Data records:
=======

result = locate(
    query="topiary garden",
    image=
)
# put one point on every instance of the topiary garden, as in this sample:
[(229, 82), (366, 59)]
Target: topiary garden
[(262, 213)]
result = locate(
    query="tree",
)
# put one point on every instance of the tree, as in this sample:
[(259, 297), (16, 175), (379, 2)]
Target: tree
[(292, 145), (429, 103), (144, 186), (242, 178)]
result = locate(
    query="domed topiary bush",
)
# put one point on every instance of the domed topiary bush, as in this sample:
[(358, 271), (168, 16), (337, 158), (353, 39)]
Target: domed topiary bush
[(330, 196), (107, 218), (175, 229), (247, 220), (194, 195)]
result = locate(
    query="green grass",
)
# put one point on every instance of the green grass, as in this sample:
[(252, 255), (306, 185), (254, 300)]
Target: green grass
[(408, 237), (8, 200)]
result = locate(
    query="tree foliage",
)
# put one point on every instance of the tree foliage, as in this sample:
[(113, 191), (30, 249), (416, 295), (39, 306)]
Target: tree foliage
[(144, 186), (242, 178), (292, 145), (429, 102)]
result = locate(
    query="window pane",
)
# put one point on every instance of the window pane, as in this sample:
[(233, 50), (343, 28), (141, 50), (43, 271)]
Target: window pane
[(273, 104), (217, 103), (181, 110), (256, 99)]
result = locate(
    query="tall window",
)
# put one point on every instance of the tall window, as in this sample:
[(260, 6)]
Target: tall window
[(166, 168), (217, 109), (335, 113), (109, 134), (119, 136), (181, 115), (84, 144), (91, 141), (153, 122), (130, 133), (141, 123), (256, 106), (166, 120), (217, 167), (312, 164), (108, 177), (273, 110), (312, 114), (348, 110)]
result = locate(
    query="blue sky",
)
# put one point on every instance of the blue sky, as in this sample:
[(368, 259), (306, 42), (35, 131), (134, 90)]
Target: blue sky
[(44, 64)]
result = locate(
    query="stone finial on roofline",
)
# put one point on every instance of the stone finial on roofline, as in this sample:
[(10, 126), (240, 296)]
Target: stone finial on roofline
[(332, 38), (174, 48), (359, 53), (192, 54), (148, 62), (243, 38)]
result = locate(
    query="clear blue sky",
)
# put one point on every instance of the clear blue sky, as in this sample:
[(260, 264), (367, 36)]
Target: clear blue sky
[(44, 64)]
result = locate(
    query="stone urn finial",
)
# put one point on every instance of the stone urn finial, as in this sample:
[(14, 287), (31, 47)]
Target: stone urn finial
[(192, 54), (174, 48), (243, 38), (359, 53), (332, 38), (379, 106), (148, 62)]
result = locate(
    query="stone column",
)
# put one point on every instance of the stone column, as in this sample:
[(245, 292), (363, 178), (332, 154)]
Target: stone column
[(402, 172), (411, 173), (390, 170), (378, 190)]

=======

DIRECTIVE: Repeat the data in its entirety, character for character.

TASK ANSWER:
result = locate(
    query="topiary garden",
    image=
)
# put one point on every instance of the topiary garden, as in this sample:
[(229, 82), (366, 59)]
Target: topiary garden
[(262, 213)]
result = locate(
    query="tree",
)
# put one point on every instance of the tree, as in this sample:
[(259, 297), (16, 175), (379, 2)]
Target: tree
[(292, 145), (429, 103), (144, 186), (242, 178)]
result = locate(
    query="domed topiary bush",
)
# put one point on every instance of the domed topiary bush, as in this sample:
[(358, 271), (168, 16), (337, 158), (353, 39)]
Target: domed topiary bush
[(330, 196), (107, 218), (175, 229), (247, 220), (194, 195)]
result = locate(
    query="green grass",
)
# put one point on every instance of the green grass, as in this sample:
[(252, 255), (306, 185), (254, 300)]
Target: green grass
[(408, 237), (8, 200)]
result = locate(
    query="tree foliage",
)
# put one point on every instance of the tree foliage, as in this sample:
[(113, 191), (30, 249), (416, 295), (39, 306)]
Target: tree foliage
[(144, 186), (242, 178), (292, 145), (429, 102)]
result = locate(
    query="window pane",
)
# put one point on every instance of the window pane, as in this sample:
[(233, 50), (343, 28), (141, 50), (43, 271)]
Target: window pane
[(273, 104), (217, 103), (181, 110), (256, 99)]
result = locate(
    query="tall window",
)
# put one point on every instance of the tall window, as in this sample:
[(260, 6)]
Target: tall window
[(166, 168), (217, 109), (335, 113), (109, 134), (119, 136), (181, 115), (84, 144), (91, 141), (153, 122), (130, 133), (141, 123), (256, 106), (166, 120), (217, 167), (312, 164), (108, 177), (273, 110), (312, 114), (348, 110)]
result = locate(
    query="blue sky",
)
# put one point on every instance of the blue sky, as in this sample:
[(368, 259), (306, 42), (35, 131), (134, 90)]
Target: blue sky
[(44, 64)]
result = locate(
    query="stone finial on roofline",
)
# put one point on every instance of the stone finial on roofline, as in this sample:
[(10, 126), (240, 296)]
Target: stone finial on roofline
[(332, 38), (174, 48), (359, 53), (192, 54), (148, 62), (243, 38)]
result = locate(
    query="clear blue sky",
)
# put one point on every instance of the clear blue sky, as in this sample:
[(260, 264), (367, 36)]
Target: clear blue sky
[(44, 64)]
result = locate(
    query="stone urn finial",
)
# put one point on every instance of the stone urn finial, as in this sample:
[(14, 287), (31, 47)]
Target: stone urn finial
[(192, 54), (174, 48), (243, 38), (359, 53), (332, 38), (379, 106), (148, 62)]
result = locate(
    query="stone column",
)
# put one point on every instance of the stone column, as in this sample:
[(245, 292), (363, 178), (332, 154)]
Target: stone column
[(402, 172), (411, 173), (390, 170), (378, 190)]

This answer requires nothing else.